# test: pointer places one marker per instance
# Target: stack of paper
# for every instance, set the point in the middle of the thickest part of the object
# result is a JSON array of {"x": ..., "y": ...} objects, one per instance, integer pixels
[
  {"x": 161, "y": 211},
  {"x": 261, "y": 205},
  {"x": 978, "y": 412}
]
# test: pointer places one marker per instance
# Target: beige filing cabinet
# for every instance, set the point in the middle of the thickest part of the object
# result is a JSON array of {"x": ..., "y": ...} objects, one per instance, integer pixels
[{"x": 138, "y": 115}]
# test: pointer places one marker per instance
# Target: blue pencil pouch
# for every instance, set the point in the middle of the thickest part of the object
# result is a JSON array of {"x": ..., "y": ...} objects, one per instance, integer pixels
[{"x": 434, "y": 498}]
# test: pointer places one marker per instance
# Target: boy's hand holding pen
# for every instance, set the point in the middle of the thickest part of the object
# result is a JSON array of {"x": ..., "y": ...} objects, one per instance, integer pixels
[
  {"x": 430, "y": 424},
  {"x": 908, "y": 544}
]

####

> [Task requirements] Which of the lines above hold the string "Target"? Copy each one.

> [Written answer]
# Target: stack of paper
# Target: beige filing cabinet
# Target: blue pencil pouch
# Target: boy's hand holding pen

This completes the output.